━━━ Items
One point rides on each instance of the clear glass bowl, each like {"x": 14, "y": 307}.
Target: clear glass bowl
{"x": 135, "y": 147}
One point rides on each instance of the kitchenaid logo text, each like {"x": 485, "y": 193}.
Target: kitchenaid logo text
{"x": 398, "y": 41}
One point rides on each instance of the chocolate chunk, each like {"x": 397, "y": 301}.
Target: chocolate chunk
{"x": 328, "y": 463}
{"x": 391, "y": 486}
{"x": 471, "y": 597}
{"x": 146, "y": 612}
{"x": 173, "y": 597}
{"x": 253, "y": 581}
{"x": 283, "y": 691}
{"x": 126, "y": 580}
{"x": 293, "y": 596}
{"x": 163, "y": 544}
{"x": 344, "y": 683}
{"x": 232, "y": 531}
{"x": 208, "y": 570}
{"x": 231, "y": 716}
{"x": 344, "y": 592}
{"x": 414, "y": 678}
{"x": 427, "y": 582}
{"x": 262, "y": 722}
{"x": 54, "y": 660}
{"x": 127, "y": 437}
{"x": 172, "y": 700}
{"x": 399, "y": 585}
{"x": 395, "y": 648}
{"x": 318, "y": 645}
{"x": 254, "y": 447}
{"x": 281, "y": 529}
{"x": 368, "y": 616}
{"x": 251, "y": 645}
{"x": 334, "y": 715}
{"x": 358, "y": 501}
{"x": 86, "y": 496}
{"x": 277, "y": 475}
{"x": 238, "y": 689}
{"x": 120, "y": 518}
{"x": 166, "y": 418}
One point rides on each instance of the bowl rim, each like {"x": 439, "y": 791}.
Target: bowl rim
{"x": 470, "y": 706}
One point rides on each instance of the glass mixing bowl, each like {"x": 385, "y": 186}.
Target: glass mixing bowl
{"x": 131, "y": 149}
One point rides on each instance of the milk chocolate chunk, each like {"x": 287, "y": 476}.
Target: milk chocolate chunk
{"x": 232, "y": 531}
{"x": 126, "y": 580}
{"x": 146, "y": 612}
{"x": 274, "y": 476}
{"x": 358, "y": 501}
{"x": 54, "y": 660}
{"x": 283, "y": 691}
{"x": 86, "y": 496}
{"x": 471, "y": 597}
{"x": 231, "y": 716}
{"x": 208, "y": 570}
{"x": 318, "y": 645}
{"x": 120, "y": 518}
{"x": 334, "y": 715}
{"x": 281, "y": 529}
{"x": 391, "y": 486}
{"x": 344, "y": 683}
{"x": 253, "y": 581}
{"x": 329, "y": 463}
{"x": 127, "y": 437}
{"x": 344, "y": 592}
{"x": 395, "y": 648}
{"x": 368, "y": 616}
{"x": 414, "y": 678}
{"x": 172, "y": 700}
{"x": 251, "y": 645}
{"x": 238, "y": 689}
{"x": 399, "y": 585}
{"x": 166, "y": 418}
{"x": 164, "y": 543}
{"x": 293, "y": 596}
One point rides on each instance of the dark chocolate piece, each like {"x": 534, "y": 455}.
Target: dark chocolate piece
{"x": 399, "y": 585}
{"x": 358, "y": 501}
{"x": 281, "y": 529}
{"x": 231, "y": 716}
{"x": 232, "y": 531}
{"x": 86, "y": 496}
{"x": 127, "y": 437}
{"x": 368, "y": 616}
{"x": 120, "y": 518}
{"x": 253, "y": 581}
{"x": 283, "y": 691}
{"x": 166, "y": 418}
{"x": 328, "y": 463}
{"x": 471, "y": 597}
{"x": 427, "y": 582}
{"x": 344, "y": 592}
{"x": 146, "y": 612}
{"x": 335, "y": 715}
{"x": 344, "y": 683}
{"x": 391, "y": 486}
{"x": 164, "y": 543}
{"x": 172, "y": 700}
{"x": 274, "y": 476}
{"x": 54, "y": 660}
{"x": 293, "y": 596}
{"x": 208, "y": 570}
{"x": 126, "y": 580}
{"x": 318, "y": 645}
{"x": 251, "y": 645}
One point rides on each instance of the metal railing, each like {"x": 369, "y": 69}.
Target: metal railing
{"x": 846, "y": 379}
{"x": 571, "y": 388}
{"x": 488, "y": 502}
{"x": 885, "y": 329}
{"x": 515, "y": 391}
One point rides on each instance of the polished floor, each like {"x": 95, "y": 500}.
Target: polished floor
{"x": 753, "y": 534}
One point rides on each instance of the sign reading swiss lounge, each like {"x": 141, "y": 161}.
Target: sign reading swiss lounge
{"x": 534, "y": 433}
━━━━━━
Work required: Rewrite the stretch of the data from the line containing "One point rides on each instance of the metal" through the end, shifting both the x and y values of every answer point up by 51. Leave the other lines unchanged, including the sample point in each "One point rides on" line.

Solved exercise:
One point rides on each instance of the metal railing, each like {"x": 369, "y": 69}.
Target: metal railing
{"x": 897, "y": 430}
{"x": 622, "y": 439}
{"x": 539, "y": 553}
{"x": 936, "y": 380}
{"x": 566, "y": 442}
One point rides on each instance of the polished floor, each like {"x": 95, "y": 500}.
Target: polished floor
{"x": 804, "y": 585}
One point rides on each instance of the sign reading swiss lounge, each like {"x": 141, "y": 161}.
Target: sign reading swiss lounge
{"x": 585, "y": 484}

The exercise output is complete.